[Data entries]
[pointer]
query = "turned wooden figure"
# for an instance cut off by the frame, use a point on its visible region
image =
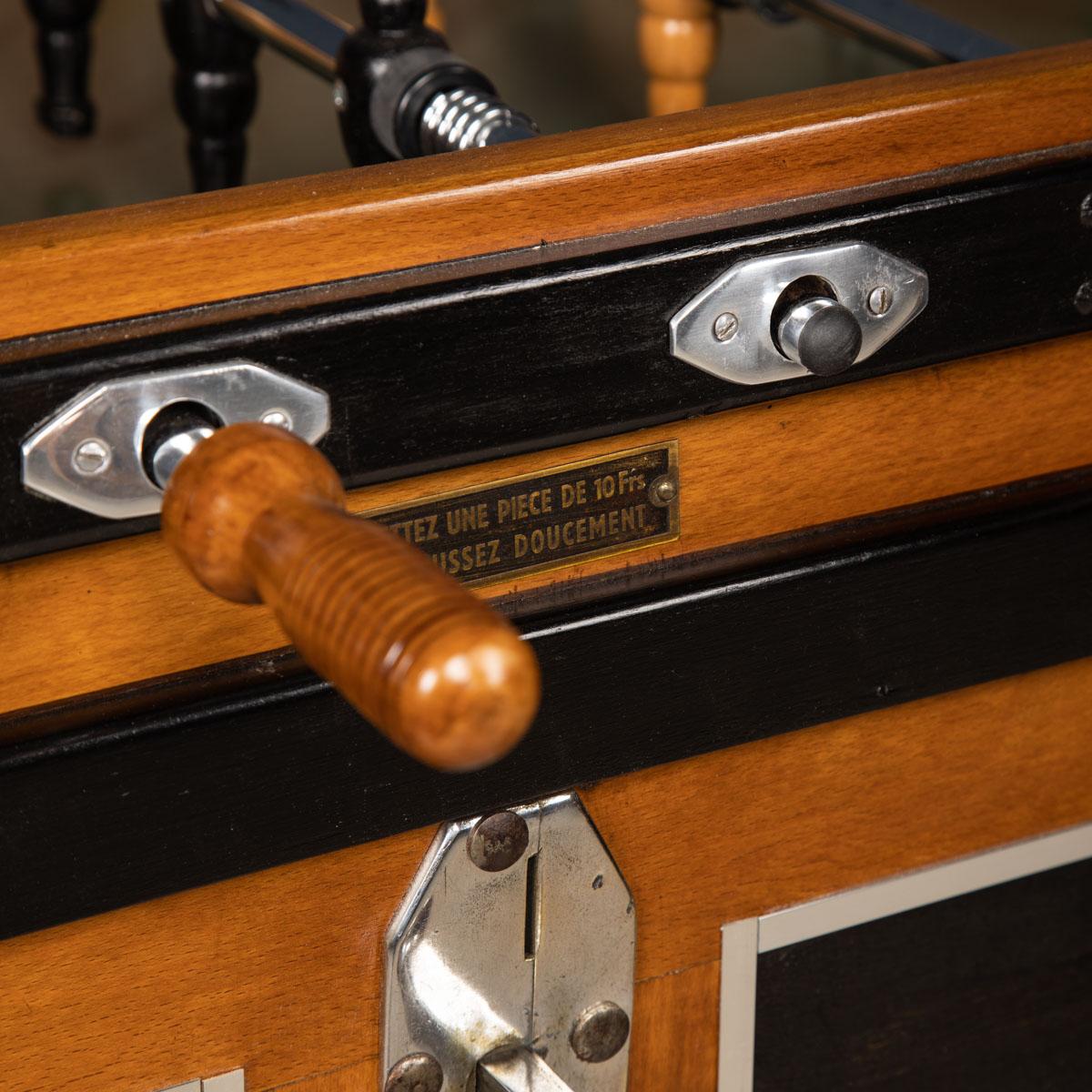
(677, 41)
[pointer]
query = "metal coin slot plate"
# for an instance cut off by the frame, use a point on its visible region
(116, 414)
(749, 290)
(478, 961)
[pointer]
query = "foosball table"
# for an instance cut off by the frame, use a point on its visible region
(555, 612)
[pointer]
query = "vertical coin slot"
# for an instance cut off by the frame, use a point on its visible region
(531, 909)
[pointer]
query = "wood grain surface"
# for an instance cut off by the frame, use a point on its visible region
(653, 176)
(258, 514)
(279, 971)
(745, 474)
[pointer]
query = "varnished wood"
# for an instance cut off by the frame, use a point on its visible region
(827, 457)
(257, 514)
(674, 1037)
(678, 44)
(281, 972)
(890, 135)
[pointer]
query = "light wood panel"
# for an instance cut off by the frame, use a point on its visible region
(652, 176)
(279, 971)
(745, 475)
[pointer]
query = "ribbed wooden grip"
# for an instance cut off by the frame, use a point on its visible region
(257, 514)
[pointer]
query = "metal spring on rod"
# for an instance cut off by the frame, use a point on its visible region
(465, 117)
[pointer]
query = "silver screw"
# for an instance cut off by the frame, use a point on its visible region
(879, 299)
(600, 1032)
(725, 327)
(278, 419)
(663, 491)
(92, 457)
(1084, 298)
(415, 1073)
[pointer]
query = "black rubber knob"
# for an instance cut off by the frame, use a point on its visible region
(822, 336)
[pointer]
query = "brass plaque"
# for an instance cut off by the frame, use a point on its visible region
(622, 501)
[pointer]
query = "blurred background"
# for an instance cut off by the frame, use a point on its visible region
(571, 64)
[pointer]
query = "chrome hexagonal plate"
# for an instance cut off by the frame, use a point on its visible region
(88, 454)
(480, 961)
(741, 348)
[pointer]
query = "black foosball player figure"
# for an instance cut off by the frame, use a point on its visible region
(64, 54)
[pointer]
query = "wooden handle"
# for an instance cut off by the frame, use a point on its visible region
(259, 516)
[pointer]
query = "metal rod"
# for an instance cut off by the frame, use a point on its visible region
(292, 27)
(905, 30)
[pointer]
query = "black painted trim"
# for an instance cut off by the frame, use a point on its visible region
(147, 805)
(440, 375)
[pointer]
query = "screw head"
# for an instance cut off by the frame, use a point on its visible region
(1084, 298)
(278, 419)
(880, 299)
(415, 1073)
(663, 491)
(600, 1032)
(725, 327)
(92, 457)
(498, 841)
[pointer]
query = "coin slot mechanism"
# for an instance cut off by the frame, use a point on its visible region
(531, 909)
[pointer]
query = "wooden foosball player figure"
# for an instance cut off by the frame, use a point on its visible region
(606, 612)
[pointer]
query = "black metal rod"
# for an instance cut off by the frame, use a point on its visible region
(904, 28)
(294, 28)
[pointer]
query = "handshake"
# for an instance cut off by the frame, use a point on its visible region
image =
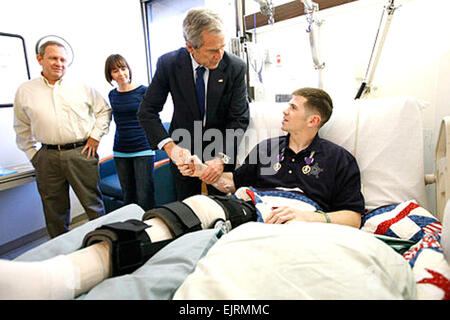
(209, 172)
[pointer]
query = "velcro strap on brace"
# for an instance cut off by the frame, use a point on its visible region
(178, 217)
(236, 210)
(130, 246)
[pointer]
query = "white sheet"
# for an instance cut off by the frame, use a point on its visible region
(299, 261)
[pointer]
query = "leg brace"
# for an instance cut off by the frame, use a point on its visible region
(131, 246)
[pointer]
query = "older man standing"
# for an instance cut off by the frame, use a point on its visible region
(68, 118)
(209, 95)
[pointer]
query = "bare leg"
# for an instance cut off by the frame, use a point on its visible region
(67, 276)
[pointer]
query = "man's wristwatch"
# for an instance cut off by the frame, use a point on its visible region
(225, 159)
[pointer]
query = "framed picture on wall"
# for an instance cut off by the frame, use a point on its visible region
(14, 69)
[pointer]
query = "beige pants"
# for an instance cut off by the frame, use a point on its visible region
(55, 171)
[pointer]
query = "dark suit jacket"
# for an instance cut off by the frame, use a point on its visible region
(227, 104)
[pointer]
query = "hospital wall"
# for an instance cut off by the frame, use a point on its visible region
(415, 60)
(95, 29)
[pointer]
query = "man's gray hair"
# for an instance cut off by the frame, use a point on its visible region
(49, 43)
(199, 20)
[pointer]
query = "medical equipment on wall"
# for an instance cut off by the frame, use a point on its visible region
(69, 50)
(378, 46)
(311, 9)
(267, 8)
(241, 45)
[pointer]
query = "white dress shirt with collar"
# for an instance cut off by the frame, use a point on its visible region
(66, 112)
(195, 64)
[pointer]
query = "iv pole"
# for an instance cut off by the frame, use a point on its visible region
(373, 61)
(311, 9)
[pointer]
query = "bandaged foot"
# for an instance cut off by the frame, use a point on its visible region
(66, 277)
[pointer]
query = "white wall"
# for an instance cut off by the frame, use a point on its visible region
(415, 60)
(95, 29)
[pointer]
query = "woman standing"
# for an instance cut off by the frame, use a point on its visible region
(132, 154)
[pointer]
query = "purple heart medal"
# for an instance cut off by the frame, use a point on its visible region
(308, 160)
(277, 166)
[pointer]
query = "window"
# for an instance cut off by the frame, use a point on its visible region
(163, 28)
(14, 68)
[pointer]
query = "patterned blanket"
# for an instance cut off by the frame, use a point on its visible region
(407, 221)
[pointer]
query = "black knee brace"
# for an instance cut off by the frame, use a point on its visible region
(237, 211)
(178, 217)
(130, 246)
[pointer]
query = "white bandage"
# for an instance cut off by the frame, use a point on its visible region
(51, 279)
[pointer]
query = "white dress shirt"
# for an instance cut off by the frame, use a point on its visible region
(195, 64)
(66, 112)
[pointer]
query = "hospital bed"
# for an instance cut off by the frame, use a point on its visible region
(397, 254)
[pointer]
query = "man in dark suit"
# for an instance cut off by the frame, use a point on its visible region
(210, 104)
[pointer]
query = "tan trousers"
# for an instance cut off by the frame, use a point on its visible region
(55, 171)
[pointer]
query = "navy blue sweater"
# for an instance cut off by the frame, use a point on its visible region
(129, 137)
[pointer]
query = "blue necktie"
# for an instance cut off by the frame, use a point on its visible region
(200, 89)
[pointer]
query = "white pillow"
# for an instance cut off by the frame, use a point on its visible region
(388, 145)
(299, 261)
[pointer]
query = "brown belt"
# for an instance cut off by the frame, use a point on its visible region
(68, 146)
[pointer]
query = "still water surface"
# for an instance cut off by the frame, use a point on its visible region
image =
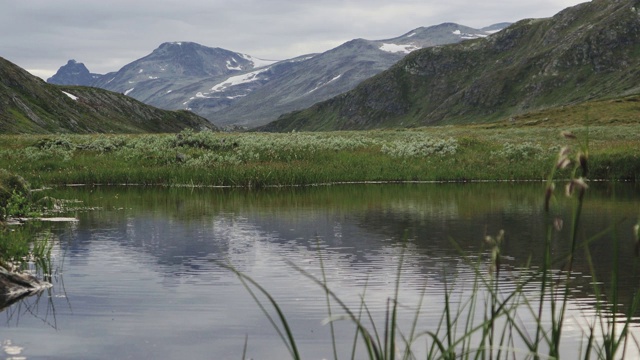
(137, 276)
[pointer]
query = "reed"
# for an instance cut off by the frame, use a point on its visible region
(266, 159)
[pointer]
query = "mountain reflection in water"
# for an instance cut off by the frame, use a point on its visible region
(138, 276)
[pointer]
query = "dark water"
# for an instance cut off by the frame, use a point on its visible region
(138, 276)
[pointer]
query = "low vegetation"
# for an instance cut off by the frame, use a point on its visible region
(449, 153)
(27, 243)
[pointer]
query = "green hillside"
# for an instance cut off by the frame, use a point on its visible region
(587, 52)
(29, 105)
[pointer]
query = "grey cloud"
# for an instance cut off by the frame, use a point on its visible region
(106, 35)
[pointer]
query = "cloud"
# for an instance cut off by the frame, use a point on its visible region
(105, 35)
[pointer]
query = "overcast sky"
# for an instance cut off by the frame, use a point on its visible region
(42, 35)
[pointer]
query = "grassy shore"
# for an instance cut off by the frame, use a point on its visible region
(499, 151)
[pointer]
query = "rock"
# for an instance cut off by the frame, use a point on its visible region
(16, 286)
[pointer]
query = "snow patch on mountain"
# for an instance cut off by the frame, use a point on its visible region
(73, 97)
(396, 48)
(258, 63)
(237, 80)
(324, 84)
(231, 66)
(468, 36)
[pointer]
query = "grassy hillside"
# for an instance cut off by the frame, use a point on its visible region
(590, 51)
(29, 105)
(524, 147)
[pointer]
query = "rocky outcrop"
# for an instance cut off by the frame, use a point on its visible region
(29, 105)
(16, 286)
(583, 53)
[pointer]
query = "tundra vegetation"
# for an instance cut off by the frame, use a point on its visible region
(448, 153)
(490, 323)
(21, 246)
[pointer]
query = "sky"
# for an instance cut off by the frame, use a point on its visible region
(42, 35)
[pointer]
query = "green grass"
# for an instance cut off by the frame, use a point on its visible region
(448, 153)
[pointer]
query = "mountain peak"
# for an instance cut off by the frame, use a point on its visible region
(73, 73)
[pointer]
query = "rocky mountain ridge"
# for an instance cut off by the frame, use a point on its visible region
(586, 52)
(231, 88)
(30, 105)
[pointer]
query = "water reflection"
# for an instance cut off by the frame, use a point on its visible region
(141, 278)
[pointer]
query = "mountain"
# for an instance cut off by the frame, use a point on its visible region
(73, 73)
(29, 105)
(589, 51)
(231, 88)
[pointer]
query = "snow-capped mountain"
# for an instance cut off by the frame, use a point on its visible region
(232, 89)
(73, 73)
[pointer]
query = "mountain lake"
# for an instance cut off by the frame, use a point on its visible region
(138, 275)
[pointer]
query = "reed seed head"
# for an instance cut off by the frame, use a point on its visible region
(583, 160)
(558, 223)
(574, 184)
(563, 158)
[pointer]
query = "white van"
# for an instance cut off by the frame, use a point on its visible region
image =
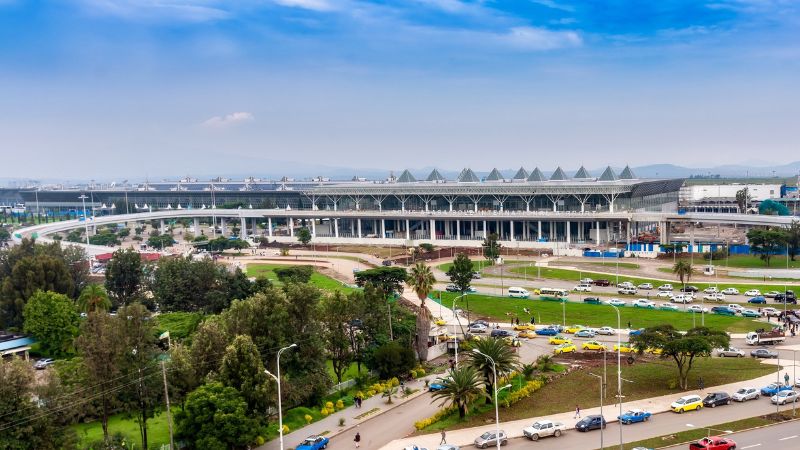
(516, 292)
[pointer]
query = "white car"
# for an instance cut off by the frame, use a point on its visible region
(715, 297)
(784, 397)
(643, 303)
(682, 298)
(744, 394)
(615, 302)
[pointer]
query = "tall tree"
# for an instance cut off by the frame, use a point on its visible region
(491, 247)
(504, 357)
(460, 388)
(99, 344)
(683, 269)
(682, 348)
(124, 276)
(93, 298)
(421, 279)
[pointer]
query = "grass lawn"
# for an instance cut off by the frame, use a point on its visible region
(496, 308)
(650, 379)
(157, 430)
(319, 280)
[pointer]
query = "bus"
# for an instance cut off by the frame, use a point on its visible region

Instruction. How many lines of the data contain the string "plate"? Give only the number.

Final answer. 2